Written task: Locate every line in the data below that contains the string "metal", and copy each of those lines in full.

Location identification items
──────

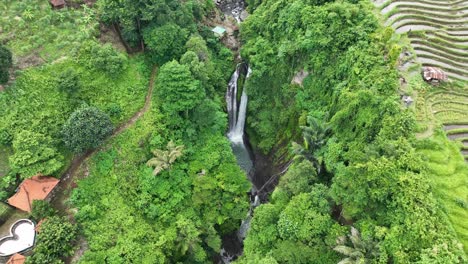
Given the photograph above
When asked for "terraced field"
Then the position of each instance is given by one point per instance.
(438, 33)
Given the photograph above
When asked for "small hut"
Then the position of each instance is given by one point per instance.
(57, 4)
(35, 188)
(433, 74)
(219, 31)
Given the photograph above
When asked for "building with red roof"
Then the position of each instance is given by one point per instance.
(35, 188)
(16, 259)
(57, 3)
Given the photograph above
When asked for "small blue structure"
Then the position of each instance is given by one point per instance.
(219, 31)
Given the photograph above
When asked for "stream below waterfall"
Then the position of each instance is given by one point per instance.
(257, 167)
(237, 113)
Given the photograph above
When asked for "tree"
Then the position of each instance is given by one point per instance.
(164, 158)
(101, 57)
(34, 153)
(177, 91)
(165, 42)
(86, 128)
(134, 17)
(361, 251)
(69, 83)
(315, 136)
(42, 209)
(54, 241)
(6, 62)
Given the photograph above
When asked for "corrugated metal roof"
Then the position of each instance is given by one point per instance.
(35, 188)
(433, 73)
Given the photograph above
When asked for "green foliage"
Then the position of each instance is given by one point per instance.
(6, 62)
(101, 57)
(178, 92)
(34, 153)
(69, 84)
(166, 42)
(378, 179)
(360, 251)
(164, 158)
(54, 241)
(42, 209)
(36, 33)
(296, 229)
(137, 18)
(86, 129)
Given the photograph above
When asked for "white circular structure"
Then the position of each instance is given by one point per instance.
(22, 235)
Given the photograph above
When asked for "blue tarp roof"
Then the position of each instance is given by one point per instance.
(219, 30)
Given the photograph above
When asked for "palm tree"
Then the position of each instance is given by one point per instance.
(164, 158)
(315, 136)
(361, 252)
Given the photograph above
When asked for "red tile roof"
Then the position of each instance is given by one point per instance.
(430, 73)
(57, 3)
(17, 259)
(35, 188)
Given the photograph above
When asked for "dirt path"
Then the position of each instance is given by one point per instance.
(67, 183)
(63, 190)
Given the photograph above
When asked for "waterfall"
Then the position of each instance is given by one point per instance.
(237, 115)
(231, 98)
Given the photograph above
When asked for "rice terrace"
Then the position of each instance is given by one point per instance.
(234, 131)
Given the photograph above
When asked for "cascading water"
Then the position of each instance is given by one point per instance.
(237, 114)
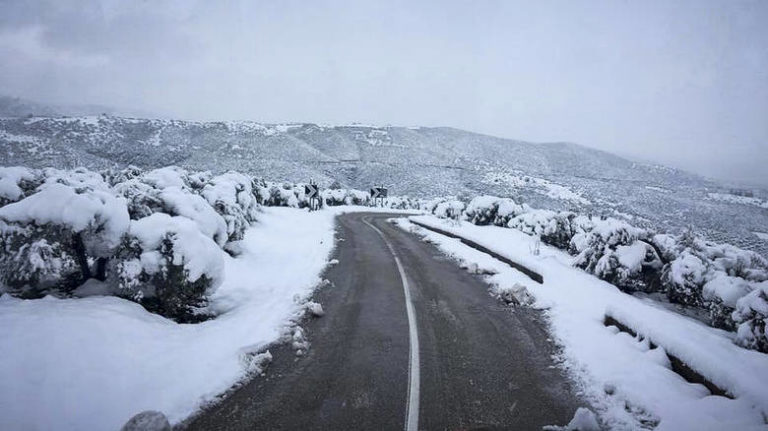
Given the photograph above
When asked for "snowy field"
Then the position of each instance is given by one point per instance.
(630, 384)
(92, 363)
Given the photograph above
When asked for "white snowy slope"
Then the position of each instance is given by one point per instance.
(92, 363)
(631, 385)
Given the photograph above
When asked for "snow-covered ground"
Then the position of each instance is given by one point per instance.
(92, 363)
(631, 385)
(736, 199)
(517, 180)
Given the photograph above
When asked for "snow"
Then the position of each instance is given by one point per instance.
(632, 256)
(196, 252)
(642, 386)
(93, 363)
(728, 289)
(196, 208)
(63, 205)
(9, 181)
(518, 180)
(736, 199)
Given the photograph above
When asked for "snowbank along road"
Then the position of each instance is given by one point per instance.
(409, 341)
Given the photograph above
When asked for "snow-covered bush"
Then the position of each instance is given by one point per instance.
(168, 265)
(232, 196)
(280, 195)
(451, 209)
(616, 252)
(172, 191)
(751, 316)
(336, 197)
(36, 259)
(43, 232)
(17, 182)
(485, 210)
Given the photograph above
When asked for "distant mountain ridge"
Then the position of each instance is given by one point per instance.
(18, 107)
(417, 161)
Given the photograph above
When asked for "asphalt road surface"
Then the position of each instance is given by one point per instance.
(475, 364)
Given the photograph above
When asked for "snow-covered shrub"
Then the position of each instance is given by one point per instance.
(485, 210)
(17, 182)
(751, 316)
(721, 293)
(33, 260)
(155, 193)
(232, 196)
(616, 252)
(277, 195)
(168, 265)
(451, 209)
(683, 279)
(84, 223)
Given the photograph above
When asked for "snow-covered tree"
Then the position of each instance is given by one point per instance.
(751, 316)
(168, 265)
(17, 182)
(79, 221)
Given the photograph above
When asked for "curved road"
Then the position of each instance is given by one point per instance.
(478, 365)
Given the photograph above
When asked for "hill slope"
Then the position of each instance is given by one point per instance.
(413, 161)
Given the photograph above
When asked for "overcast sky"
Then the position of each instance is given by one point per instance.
(683, 83)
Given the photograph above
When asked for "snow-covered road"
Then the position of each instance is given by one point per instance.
(481, 366)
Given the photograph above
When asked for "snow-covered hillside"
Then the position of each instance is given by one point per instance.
(415, 161)
(629, 379)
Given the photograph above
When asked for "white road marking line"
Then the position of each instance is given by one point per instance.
(412, 408)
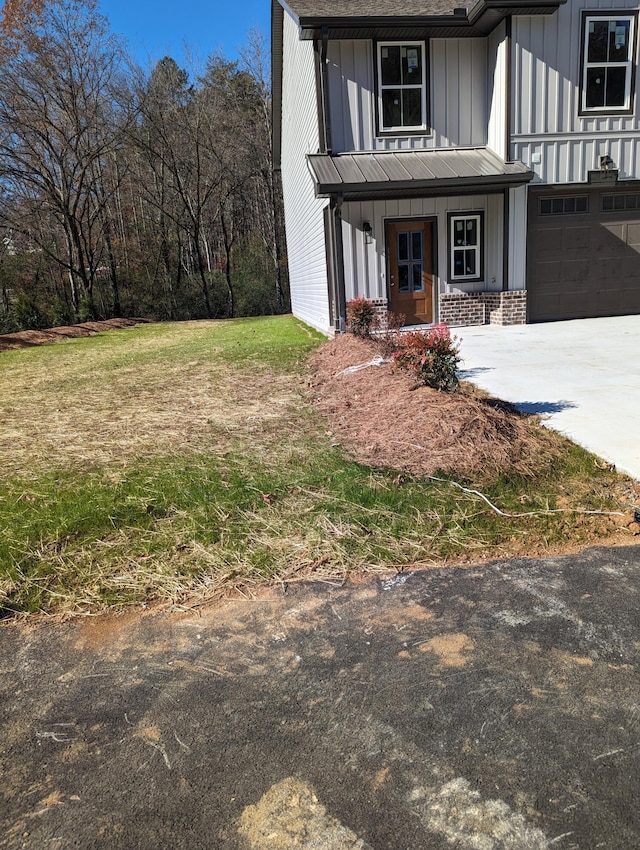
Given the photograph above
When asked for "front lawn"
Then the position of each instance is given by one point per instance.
(176, 461)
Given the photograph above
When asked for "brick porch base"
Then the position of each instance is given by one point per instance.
(484, 308)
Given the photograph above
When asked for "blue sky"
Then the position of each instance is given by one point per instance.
(158, 28)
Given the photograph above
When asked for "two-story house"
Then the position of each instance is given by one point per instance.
(466, 165)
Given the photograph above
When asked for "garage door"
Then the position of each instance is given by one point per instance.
(583, 253)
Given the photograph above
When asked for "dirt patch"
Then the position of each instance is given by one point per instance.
(289, 817)
(384, 420)
(27, 339)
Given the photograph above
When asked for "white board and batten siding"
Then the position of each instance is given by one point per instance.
(366, 265)
(304, 212)
(496, 91)
(457, 95)
(546, 83)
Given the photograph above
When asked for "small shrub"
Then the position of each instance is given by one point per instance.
(432, 356)
(361, 317)
(388, 335)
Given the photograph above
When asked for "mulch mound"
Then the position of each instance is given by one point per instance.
(383, 419)
(25, 339)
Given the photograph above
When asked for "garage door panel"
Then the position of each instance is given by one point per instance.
(633, 235)
(574, 271)
(576, 238)
(582, 265)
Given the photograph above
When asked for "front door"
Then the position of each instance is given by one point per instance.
(409, 248)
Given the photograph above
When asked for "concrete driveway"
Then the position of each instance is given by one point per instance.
(582, 376)
(488, 708)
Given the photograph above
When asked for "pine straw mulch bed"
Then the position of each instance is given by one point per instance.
(383, 419)
(26, 339)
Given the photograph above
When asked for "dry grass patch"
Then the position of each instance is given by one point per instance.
(68, 409)
(175, 462)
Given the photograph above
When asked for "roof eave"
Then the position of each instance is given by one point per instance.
(424, 188)
(483, 17)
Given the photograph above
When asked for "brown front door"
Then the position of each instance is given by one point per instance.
(409, 247)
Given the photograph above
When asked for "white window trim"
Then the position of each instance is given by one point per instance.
(477, 248)
(415, 128)
(628, 64)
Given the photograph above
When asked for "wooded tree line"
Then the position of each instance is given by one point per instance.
(125, 192)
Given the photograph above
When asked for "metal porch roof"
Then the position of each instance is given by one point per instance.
(405, 173)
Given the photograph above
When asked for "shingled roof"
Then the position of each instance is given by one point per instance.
(372, 8)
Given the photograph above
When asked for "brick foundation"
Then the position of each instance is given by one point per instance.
(484, 308)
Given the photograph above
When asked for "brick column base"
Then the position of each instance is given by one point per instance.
(484, 308)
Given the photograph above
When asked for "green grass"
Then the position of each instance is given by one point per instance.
(175, 461)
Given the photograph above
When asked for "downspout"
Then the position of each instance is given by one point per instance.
(506, 207)
(340, 320)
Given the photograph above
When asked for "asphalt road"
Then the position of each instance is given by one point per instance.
(489, 708)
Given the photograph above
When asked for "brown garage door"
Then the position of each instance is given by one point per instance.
(583, 253)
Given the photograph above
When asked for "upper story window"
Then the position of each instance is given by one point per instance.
(402, 87)
(608, 63)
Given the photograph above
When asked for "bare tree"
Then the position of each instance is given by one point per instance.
(61, 119)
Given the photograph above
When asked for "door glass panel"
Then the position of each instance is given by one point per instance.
(403, 278)
(418, 285)
(403, 246)
(595, 87)
(470, 263)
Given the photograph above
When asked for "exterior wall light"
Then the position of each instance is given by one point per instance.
(606, 163)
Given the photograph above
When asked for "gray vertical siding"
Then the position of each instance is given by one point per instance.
(303, 212)
(546, 96)
(457, 94)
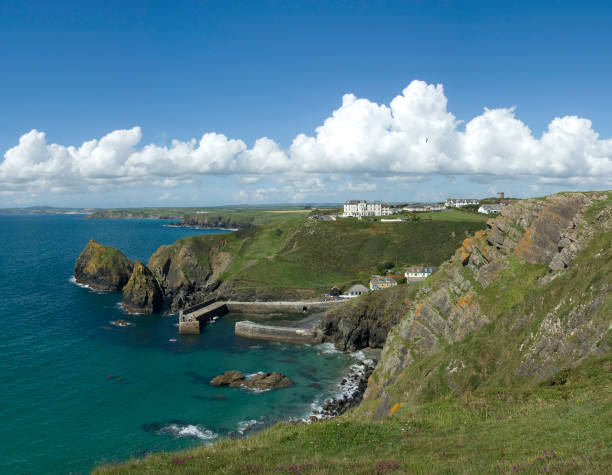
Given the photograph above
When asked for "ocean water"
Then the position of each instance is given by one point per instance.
(77, 391)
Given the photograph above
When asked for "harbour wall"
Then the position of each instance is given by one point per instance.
(253, 330)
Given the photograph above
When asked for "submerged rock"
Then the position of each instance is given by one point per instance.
(102, 267)
(142, 293)
(227, 378)
(261, 381)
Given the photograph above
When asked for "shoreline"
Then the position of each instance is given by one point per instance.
(188, 226)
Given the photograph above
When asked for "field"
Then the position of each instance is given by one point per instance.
(310, 256)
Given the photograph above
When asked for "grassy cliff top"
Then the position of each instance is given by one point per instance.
(291, 255)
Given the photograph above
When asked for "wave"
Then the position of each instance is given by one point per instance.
(350, 387)
(189, 430)
(246, 426)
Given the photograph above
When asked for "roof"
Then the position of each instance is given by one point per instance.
(494, 207)
(358, 288)
(386, 279)
(423, 269)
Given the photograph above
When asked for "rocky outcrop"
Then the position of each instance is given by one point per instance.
(204, 220)
(187, 269)
(366, 321)
(142, 293)
(258, 381)
(517, 275)
(102, 267)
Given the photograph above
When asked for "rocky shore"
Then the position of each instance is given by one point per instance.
(259, 381)
(352, 389)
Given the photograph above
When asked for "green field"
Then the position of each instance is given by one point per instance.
(289, 255)
(464, 407)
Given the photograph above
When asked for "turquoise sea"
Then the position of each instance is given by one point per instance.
(78, 391)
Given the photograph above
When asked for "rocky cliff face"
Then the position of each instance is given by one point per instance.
(519, 301)
(366, 321)
(142, 293)
(187, 270)
(102, 267)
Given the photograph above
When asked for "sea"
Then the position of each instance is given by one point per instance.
(78, 391)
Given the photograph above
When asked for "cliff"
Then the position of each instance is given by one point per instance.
(501, 355)
(515, 304)
(366, 321)
(102, 267)
(187, 271)
(142, 293)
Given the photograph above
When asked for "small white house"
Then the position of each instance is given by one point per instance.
(491, 209)
(418, 273)
(459, 203)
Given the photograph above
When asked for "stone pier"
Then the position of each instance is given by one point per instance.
(250, 329)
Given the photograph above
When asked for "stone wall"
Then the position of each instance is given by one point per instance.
(249, 329)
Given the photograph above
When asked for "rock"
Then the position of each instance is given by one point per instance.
(187, 271)
(528, 239)
(261, 381)
(142, 293)
(265, 381)
(365, 321)
(227, 378)
(102, 267)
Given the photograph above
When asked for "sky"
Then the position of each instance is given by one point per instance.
(201, 103)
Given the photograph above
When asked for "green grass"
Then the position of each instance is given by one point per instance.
(455, 215)
(315, 255)
(289, 255)
(563, 427)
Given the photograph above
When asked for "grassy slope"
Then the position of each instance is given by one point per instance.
(260, 215)
(293, 252)
(516, 306)
(561, 428)
(493, 422)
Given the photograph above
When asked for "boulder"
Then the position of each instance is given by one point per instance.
(261, 381)
(264, 381)
(102, 267)
(142, 293)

──────

Task result:
When asked for "corrugated metal roof"
When asked for "metal porch roof"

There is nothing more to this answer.